After arriving at Ben Gurion Airport in Tel Aviv and meeting Avner, our tour guide, we immediately hopped on the bus – our home away from home for the following week – and headed to the first night’s destination: Kibbutz Harel.
The concept of the Kibbutz was originally created as a form of “communal living,” where persecuted Jewish communities could band together and help each other survive. Everyone would work and live for free – what you could afford to give, you’d give, and what you needed, you’d receive. People often spent their whole lives on Kibbutzim, however like most socialist systems, they’ve changed and grown more capitalistic over the years. My understanding is that Kibbutzim no longer exist in the true sense of the word, most of them now operating more like guesthouses: you can work in exchange for free food and lodging, or just rent out rooms like anywhere else.
Still, they offer quite an interesting and inviting place to stay, retaining many aspecs of a self-contained community: parks, cafeteria, community centers, and of course, lodging.

**GOAL 1**: Rewrite the records from the line holding "task: provide the segmentation of the utility" through the end of the records, inclusive, replacing "rural building" with "farm structure" and keeping everything else unchanged. Omit the picture from your answer.
**GOAL 2**: Write the next part of the travel account about Kibbutz Harel, continuing from its last sentence.

**ENTRIES SHOWN**:
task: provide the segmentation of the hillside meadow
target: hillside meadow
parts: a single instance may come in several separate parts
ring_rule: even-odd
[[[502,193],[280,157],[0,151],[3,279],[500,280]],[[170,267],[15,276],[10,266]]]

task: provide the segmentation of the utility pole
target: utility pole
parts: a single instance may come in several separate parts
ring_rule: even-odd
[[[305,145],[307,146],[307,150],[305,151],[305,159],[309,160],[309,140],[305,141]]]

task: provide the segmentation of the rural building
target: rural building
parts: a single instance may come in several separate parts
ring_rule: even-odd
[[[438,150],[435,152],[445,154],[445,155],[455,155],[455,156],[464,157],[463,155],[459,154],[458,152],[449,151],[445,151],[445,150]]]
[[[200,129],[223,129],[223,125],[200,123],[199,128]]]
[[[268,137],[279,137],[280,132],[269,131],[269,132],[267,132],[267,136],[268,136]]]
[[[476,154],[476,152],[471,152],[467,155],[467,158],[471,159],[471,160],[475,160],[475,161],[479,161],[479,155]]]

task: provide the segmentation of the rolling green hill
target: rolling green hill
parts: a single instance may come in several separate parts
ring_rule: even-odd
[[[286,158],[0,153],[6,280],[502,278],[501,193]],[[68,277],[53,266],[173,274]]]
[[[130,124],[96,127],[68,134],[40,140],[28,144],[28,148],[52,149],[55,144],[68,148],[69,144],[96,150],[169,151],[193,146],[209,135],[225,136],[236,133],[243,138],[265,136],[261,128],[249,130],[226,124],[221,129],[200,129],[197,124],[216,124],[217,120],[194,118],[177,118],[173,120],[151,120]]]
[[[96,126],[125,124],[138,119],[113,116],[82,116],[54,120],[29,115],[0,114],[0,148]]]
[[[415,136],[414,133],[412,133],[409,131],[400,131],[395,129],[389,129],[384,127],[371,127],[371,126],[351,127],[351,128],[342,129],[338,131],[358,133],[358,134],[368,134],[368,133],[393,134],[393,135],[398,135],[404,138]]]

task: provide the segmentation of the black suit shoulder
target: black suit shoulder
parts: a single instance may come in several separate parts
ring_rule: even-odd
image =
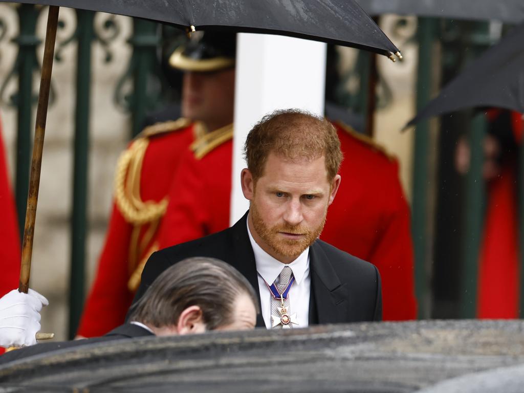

**FINAL RESULT 1**:
task: provide the segmentation of the utility pole
target: utility pole
parts: a single instance may come in several separate parts
ring_rule: even-odd
[[[305,145],[307,146],[307,150],[305,151],[305,159],[309,160],[309,140],[305,141]]]

task: provide the segmentation of the farm structure
target: farm structure
parts: a single instance may come in several separate parts
ring_rule: even-odd
[[[438,150],[435,152],[445,154],[445,155],[455,155],[455,156],[464,157],[463,155],[459,154],[458,152],[449,151],[445,151],[445,150]]]
[[[200,129],[223,129],[223,125],[200,123],[199,128]]]
[[[268,137],[279,137],[280,132],[269,131],[269,132],[267,132],[267,136],[268,136]]]
[[[476,154],[476,152],[471,152],[467,155],[467,158],[471,159],[471,160],[475,160],[475,161],[479,161],[479,155]]]

task: provide the segmentation of the rolling green hill
target: rolling green hill
parts: a single instance may come in several separate parts
ring_rule: even-odd
[[[286,158],[0,153],[6,280],[502,278],[501,193]],[[68,277],[53,266],[173,274]]]
[[[130,124],[96,127],[68,134],[40,140],[28,144],[28,148],[52,149],[55,144],[68,148],[69,144],[96,150],[169,151],[193,146],[209,135],[225,136],[236,133],[243,138],[265,136],[261,128],[249,130],[226,124],[221,129],[200,129],[197,124],[216,124],[217,120],[194,118],[177,118],[173,120],[151,120]]]
[[[96,126],[125,124],[138,119],[113,116],[82,116],[54,120],[29,115],[0,114],[0,148]]]
[[[415,136],[414,133],[412,133],[409,131],[400,131],[395,129],[389,129],[384,127],[371,127],[371,126],[351,127],[351,128],[342,129],[338,131],[358,133],[358,134],[368,134],[368,133],[393,134],[393,135],[398,135],[404,138]]]

task: provide the segmentation of the black suit shoulder
target: black suit shoulder
parts: a single instance may come in several separate parts
ring_rule: even-odd
image =

**FINAL RESULT 2**:
Judaism stipulates that all Jews observe Shabbat, one day of rest per week, which lasts from sundown on Friday to sundown on Saturday. The concept is that you free yourself completely from the work and commitments of everyday life: no answering e-mails, no repairing bicycles, and no delivering pizzas. There are of course many definitions to what this “rest” entails, depending on your religiosity – the strictest of observers won’t even flick a light switch on Shabbat. In the case of our trip, it simply meant a day of relaxing around the Kibbutz and doing whatever we want.
It was a pleasant day to relax, get over the jetlag, and meet the group. But remember how I said that bad logistics were the trip’s biggest plague? Doesn’t it seem like it would’ve made WAY more sense to start the trip with a few days of activity, THEN have Shabbat as a day to rest and recharge? Rather than STARTING with rest?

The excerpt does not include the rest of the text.